The input:
==*==

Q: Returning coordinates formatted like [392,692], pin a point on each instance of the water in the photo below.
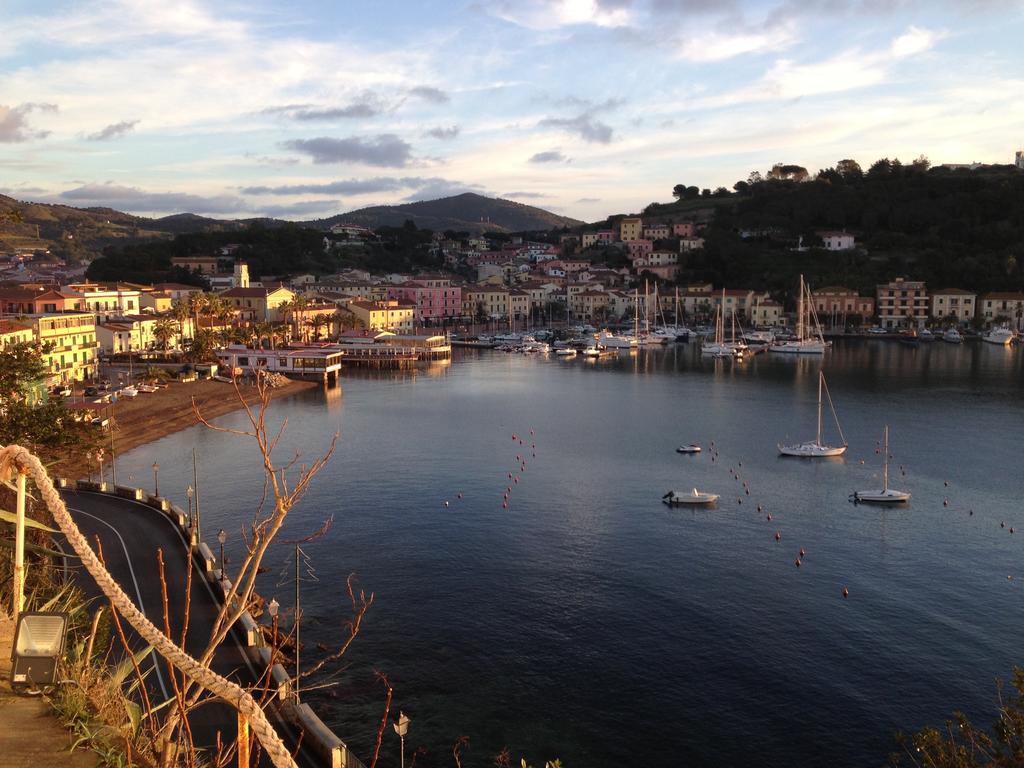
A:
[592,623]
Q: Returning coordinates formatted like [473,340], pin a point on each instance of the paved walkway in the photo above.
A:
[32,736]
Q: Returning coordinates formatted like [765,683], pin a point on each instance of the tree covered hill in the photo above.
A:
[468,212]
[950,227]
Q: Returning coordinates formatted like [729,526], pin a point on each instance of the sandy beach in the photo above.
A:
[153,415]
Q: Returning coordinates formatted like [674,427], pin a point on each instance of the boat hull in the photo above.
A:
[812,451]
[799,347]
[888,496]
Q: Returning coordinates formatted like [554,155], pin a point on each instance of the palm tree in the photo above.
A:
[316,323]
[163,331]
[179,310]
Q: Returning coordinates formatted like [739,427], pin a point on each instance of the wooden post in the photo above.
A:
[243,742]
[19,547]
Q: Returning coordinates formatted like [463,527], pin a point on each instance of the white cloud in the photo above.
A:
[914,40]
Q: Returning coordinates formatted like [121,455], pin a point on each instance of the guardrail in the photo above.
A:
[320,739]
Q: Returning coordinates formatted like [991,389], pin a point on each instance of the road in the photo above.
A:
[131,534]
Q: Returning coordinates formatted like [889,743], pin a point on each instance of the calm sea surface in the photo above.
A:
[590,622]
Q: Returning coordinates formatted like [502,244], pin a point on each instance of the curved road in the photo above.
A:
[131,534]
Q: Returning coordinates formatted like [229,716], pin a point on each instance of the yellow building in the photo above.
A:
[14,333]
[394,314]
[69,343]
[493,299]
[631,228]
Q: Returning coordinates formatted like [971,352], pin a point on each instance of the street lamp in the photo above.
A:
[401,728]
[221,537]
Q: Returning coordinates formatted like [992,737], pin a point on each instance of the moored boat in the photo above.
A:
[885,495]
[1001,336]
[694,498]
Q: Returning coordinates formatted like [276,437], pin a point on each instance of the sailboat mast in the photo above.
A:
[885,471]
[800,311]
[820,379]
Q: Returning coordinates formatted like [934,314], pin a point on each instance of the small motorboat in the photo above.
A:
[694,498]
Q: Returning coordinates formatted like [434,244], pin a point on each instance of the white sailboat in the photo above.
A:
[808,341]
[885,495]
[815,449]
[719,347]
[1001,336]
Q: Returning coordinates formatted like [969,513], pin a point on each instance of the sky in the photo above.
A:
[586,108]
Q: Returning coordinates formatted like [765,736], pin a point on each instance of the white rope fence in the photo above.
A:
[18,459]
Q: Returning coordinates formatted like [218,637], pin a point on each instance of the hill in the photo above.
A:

==*==

What the task requires: Reproduce all of the records above word for word, leaving out the pictures.

Written response:
Q: Returning coordinates formatted like [392,692], pin a point on each instance of the water in the photo below.
A:
[592,623]
Q: Returning coordinates formatted like [473,340], pin a point on each instance of the paved walkway in the photo above.
A:
[32,736]
Q: Returning coordinates formatted like [765,683], pin a point on each instance of the tree covered hill in the photo above.
A:
[468,212]
[950,227]
Q: Returning coordinates formatted like [729,526], pin a point on each instance of the sandy beach in the photo above.
A:
[153,415]
Q: Returning coordinates formatted like [674,427], pin a point on each instance of the boat hull in the photo above.
A:
[812,451]
[799,347]
[888,496]
Q: Returning coordinates formatted like [554,155], pin a point on each instance of the palm tree in the photo above.
A:
[316,323]
[163,331]
[179,310]
Q: Returning coordinates formatted like [739,427], pin a point on each instance of the wooden post in the photo above.
A:
[243,742]
[19,547]
Q: Returning coordinates formatted like [463,527], pin a point on each instance of the white cloud in the photo above.
A:
[914,40]
Q: Returning coordinates formatted like [121,455], pin a point on each instance of the guardrail in the photo above.
A:
[320,739]
Q: Returning coordinates formatted like [991,389], pin a point on each instance of the road in the photo above.
A:
[131,534]
Q: Returning coordinates formatted like [889,743], pin a point on each instance of the calm sea surface in the photo above.
A:
[590,622]
Q: Returning coordinates formatted like [502,244], pin a point on each instance of the curved road in the photo above.
A:
[131,534]
Q: Returning coordinates formatted like [229,716], pin a point on each instance of the yellow building in the photo above.
A:
[14,333]
[394,314]
[69,343]
[493,299]
[631,228]
Q: Returning coordinates formatted like [971,352], pin a point on each instance of the street lamp in the photo above.
A:
[401,728]
[221,537]
Q: Returning coordinates formatted like [992,737], pin a point on each instance of the moored boat in the photo above.
A:
[885,495]
[1001,336]
[694,498]
Q: Returning coordinates formatted like [276,437], pin a point on each instance of the sailboat mast in the photo above.
A:
[885,471]
[800,311]
[820,379]
Q: Returning coordinates formatted like [934,314], pin a point on each instance of the small motorboat in the photo above.
A:
[694,498]
Q: Returning coordinates formatted like [434,244], pin a point on each instance of the white sailboat in the photo above.
A:
[808,341]
[885,495]
[815,449]
[719,347]
[1001,336]
Q: Returning coordinates formatted like [969,513], pin a point on each instance of the sky in the photo above.
A:
[586,108]
Q: Returning coordinates formatted like [765,736], pin a point on each instance of the white rope fence in the photo above.
A:
[18,459]
Q: Returning coordinates formatted like [218,637], pin a point on each instance of the hill in the photo above.
A:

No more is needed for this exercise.